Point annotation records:
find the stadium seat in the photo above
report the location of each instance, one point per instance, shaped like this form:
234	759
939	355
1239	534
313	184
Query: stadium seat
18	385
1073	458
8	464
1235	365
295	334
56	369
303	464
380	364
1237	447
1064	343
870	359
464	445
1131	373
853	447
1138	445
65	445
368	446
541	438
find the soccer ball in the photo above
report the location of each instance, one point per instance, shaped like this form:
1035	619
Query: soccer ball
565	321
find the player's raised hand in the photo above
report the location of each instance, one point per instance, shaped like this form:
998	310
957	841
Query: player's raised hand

EXERCISE: Copy the listing above line for line, leaving every character unchanged.

EXERCISE OUTPUT:
find the stadium seat in the photo above
report the location of each instance, one point per instance, shaped like this form:
234	759
939	355
1239	534
313	184
Query: stadium seat
18	385
1073	458
8	464
1235	365
295	334
56	369
303	464
380	364
1237	447
1064	343
870	359
464	445
1131	373
853	447
1138	445
65	445
368	446
541	438
find the soccer ball in the photo above
report the location of each instance, one point per instance, shaped like this form:
1035	619
Query: soccer ball
565	321
find the player's raised hand in the photo above
report the location of each instance, one point per instance, shaped like this form:
998	310
957	841
Query: player's raised hand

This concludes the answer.